Problems to work on:
a: List every side effect of goal setting that the 2009 study quoted in the passage on goal setting in organizations reports.
b: Continue the passage on goal setting in organizations from its last sentence onward.

Yet, as much of the research on organizational behaviour has shown (PDF), the ‘carrot and stick’ approach to motivation is highly limited and ineffective in producing long-term change and certainly organizational commitment. Fostering self-determination, or creating beauty in work settings — something not done by force, but by co-development — are ways to nurture employee happiness, commitment and engagement overall.

A 2009 study, appropriately titled ‘Goals Gone Wild’ (PDF), looked at the systemic side-effects of goal-setting in organizations and found: “specific side effects associated with goal setting, including a narrow focus that neglects non-goal areas, a rise in unethical behavior, distorted risk preferences, corrosion of organizational culture, and reduced intrinsic motivation.” The authors go on to say in the paper — right in the abstract itself!: “Rather than dispensing goal setting as a benign, over-the-counter treatment for motivation, managers and scholars need to conceptualize goal setting as a prescription-strength medication that requires careful dosing, consideration of harmful side effects, and close supervision.”

Remember the last time you were in a meeting when a senior leader (or anyone) ensured that there was sufficient time, care and attention paid to considering the harmful side-effects of goals before unleashing them? Me neither.

How about the ‘careful dosing’ or ‘close supervision’ of activities once goal-directed behaviour was put forth? That doesn’t happen much, because process-focused evaluation and the related ongoing sense-making is something that requires changes in the way we organize ourselves and our work. And as a recent HBR article points out: organizations like to use the excuse that organizational change is hard as a reason not to make the changes necessary.

[Data items]
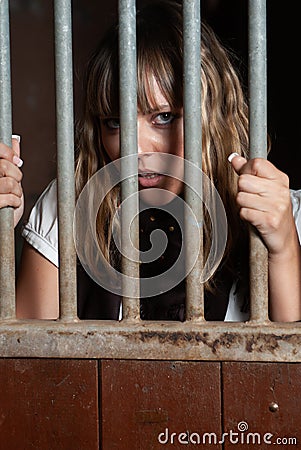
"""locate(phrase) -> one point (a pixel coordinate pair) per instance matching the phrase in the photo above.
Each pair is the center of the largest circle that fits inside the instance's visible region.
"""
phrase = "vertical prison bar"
(7, 247)
(65, 159)
(128, 147)
(193, 153)
(258, 149)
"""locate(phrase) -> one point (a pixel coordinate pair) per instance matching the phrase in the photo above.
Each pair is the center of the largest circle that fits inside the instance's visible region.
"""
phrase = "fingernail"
(230, 157)
(16, 136)
(18, 161)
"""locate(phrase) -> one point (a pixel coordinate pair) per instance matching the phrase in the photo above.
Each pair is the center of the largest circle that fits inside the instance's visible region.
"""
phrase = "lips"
(149, 179)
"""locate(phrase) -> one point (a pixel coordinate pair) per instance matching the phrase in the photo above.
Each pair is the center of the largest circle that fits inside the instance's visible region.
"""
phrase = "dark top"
(94, 302)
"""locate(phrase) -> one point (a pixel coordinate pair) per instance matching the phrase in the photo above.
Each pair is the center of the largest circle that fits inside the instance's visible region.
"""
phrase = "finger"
(9, 169)
(10, 186)
(10, 200)
(253, 201)
(237, 162)
(259, 167)
(261, 186)
(12, 154)
(16, 139)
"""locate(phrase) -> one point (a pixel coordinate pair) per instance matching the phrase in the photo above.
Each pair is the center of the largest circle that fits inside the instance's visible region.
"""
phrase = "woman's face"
(159, 131)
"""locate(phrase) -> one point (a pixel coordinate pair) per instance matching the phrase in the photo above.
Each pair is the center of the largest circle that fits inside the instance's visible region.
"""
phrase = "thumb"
(237, 162)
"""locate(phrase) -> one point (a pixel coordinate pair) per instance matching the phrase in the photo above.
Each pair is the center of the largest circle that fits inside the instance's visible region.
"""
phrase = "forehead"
(153, 93)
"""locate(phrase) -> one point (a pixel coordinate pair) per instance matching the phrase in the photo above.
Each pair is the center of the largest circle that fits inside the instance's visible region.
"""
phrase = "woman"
(252, 191)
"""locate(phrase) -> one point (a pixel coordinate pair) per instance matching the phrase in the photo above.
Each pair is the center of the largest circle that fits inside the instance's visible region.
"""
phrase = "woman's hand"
(11, 193)
(264, 200)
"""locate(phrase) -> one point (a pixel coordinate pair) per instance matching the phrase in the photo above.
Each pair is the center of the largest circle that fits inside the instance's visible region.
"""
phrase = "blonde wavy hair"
(224, 111)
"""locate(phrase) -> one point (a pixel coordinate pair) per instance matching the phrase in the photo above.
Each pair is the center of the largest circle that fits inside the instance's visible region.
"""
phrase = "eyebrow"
(158, 108)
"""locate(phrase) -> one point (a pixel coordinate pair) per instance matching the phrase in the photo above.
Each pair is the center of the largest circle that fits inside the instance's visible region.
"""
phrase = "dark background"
(33, 75)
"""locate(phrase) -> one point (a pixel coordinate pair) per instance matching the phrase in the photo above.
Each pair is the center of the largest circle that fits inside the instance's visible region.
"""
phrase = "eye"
(111, 123)
(164, 118)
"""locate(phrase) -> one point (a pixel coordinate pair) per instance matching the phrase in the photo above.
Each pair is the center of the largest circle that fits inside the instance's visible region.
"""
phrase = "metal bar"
(258, 149)
(193, 153)
(128, 146)
(7, 245)
(65, 160)
(152, 340)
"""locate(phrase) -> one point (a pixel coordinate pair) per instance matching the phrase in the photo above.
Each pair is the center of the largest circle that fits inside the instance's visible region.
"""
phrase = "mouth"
(149, 175)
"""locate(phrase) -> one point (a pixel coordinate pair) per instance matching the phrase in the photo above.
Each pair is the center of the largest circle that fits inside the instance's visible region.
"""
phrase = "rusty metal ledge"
(166, 341)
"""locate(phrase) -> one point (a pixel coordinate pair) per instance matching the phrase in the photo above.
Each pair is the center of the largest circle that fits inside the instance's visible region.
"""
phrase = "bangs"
(156, 68)
(152, 69)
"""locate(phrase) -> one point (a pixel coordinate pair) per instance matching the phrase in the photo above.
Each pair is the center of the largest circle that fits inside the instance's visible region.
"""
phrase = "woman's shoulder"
(40, 230)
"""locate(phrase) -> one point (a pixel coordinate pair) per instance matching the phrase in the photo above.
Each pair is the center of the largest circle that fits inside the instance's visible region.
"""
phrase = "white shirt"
(41, 233)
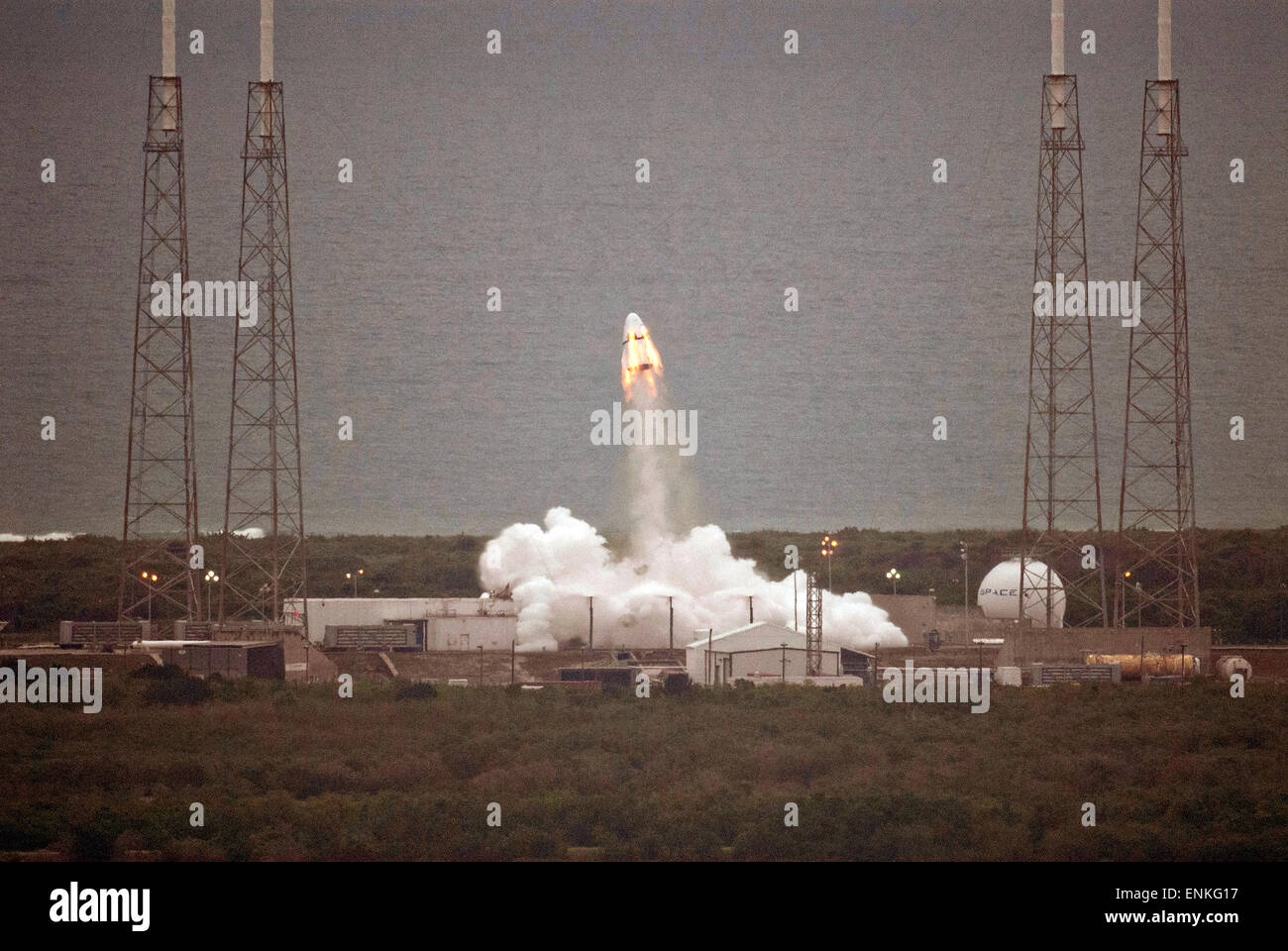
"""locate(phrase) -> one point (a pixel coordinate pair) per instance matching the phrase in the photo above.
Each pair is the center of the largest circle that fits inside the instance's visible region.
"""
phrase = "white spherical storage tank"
(1000, 593)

Answers to this exercise:
a:
- A narrow focus that neglects non-goal areas
- A rise in unethical behavior
- Distorted risk preferences
- Corrosion of organizational culture
- Reduced intrinsic motivation

b:
Praxis: dropping dualisms

The absolute dualism of goal + action is as false as the idea of theory + practice, thought + activity. There are areas like those mentioned above where that conception might be useful, yet these are selective and restrictive and can keep us focused on a narrow band of problems and activity. Climate change, healthy workplaces, building cultures of innovation, and creating livable cities and towns are not problem sets that have a single answer, a straightforward path, specific goals or boundless arrays of evidence guiding how to address them with high confidence. They do require a lot of energy, pivoting, adapting, sense-making and collaboration. They are also design problems: they are about making the world we want and reacting the world we have at the same time.

If we’re to better serve our organizations and their greater purpose, leaders, managers, and evaluators would be wise to focus on the energy that is being used, by whom, when, how and to what effect at more close intervals to understand the dynamics of change, not just the outcomes of it. This approach is one oriented toward praxis, an orientation that sees knowledge, wisdom, learning, strategy and action as combined processes that ought not be separated. We learn from what we do and that informs what we do next and what we learn further. It’s also about focusing on the process of design — that creation of the world we live in.

If we position ourselves as praxis-oriented individuals or organizations, evaluation is part of regular attending to the systems we design to support goals or outcomes through data and sensemaking. Strategy is linked to this evaluation and the outcomes that emerge from it all is what comes from our energy. Design is how we put it all together. This means dropping our dualisms and focusing more on integrating ourselves, our aspirations and our activities together toward achieving something that might be far greater than any goal we can devise.